Records for processing:

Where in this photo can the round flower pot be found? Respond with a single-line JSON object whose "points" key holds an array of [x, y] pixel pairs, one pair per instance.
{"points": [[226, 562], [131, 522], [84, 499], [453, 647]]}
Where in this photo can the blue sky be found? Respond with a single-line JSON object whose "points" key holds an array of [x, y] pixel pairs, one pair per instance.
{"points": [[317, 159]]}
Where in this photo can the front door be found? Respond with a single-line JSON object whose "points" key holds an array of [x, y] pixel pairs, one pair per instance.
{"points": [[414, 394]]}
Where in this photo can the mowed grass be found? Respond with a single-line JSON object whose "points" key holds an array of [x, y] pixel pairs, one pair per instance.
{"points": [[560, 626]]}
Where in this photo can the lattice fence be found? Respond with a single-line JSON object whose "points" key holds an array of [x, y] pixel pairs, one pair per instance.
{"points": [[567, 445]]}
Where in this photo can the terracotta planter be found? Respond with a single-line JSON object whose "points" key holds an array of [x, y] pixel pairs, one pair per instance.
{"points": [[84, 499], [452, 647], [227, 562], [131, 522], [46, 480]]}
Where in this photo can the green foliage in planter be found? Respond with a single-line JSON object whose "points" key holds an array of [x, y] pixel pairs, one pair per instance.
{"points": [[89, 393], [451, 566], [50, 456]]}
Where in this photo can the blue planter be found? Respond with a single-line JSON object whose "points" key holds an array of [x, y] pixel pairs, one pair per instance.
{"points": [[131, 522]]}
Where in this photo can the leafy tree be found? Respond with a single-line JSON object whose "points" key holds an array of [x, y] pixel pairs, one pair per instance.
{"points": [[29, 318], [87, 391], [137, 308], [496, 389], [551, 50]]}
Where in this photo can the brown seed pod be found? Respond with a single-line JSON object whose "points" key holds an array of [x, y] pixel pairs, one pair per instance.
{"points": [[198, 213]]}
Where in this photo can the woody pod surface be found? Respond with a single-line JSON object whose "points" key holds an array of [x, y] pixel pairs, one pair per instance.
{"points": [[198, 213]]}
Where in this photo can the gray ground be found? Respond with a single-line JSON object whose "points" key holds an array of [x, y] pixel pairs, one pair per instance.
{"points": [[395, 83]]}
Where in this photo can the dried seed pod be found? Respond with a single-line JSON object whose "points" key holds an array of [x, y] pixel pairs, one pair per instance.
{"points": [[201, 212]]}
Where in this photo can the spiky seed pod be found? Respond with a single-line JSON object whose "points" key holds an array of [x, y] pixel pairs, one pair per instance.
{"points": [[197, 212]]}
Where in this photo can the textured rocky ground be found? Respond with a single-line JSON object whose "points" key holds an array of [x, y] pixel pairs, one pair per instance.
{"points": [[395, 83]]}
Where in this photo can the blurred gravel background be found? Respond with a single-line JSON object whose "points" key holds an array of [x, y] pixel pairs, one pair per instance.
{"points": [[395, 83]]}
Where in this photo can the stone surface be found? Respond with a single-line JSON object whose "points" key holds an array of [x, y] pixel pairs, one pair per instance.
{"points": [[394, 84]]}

What is being asked: Give back exactly the lines beginning at the one with "Where in this photo can the leafy" and ending at the final line of the material; both boundary lines belong in it.

Exercise answer:
Where in this photo can the leafy tree be found? Respond with a single-line JSON object whose "points" key holds an array of [x, y] pixel pairs, one pair per instance.
{"points": [[29, 318], [87, 391], [137, 308], [496, 389], [551, 50]]}
Where in this photo can the brown seed pod be found? Respond with a single-line JSON object whose "points" key holds an array of [x, y] pixel pairs, one pair per instance.
{"points": [[198, 213]]}
Where in this photo can the woody pod surface be found? Respond with a single-line JSON object whose "points" key holds an array of [x, y] pixel pairs, one pair per instance.
{"points": [[198, 213]]}
Where in this photo can the gray ground be found? Respond with a single-line JSON object whose "points" key holds an array of [x, y] pixel pairs, one pair per instance.
{"points": [[395, 83]]}
Where in this photo can the dried seed pod be found? Respond with a single-line JSON object whose "points" key holds an array of [x, y] pixel pairs, one pair per instance.
{"points": [[201, 212]]}
Where in this photo can the spiky seed pod be found? Respond with a single-line JSON object whose "points" key holds an array of [x, y] pixel pairs, one pair per instance.
{"points": [[197, 212]]}
Where in this photo can the textured rocky ground be found? Respond with a single-line JSON object whose "points" key holds an array of [x, y] pixel pairs, one pair per instance.
{"points": [[395, 83]]}
Where in this photo can the blurred gravel background be found? Respond with a single-line JSON object whose "points" key holds an array of [x, y] pixel pairs, one pair per instance.
{"points": [[395, 83]]}
Where in this photo can the stone surface be found? Respond with a single-line JSON object whose "points" key holds an array of [x, y] pixel pairs, one pair per instance.
{"points": [[394, 84]]}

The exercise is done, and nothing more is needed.